WHAT YOU ARE ASKED TO DO
Rewrite the listing with every occurrence of "upper cabinet" changed to "wall cabinet" and nothing else altered.

## Start RECORDS PROVIDED

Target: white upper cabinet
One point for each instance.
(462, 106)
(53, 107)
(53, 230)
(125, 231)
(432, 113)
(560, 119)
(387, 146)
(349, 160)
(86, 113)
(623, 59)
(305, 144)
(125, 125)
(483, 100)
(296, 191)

## End RECORDS PROVIDED

CORRECT RESPONSE
Target: white wall cabinet
One point for each instance.
(462, 106)
(53, 107)
(53, 230)
(125, 231)
(432, 113)
(560, 119)
(387, 146)
(349, 160)
(86, 113)
(623, 59)
(305, 144)
(125, 125)
(483, 100)
(296, 191)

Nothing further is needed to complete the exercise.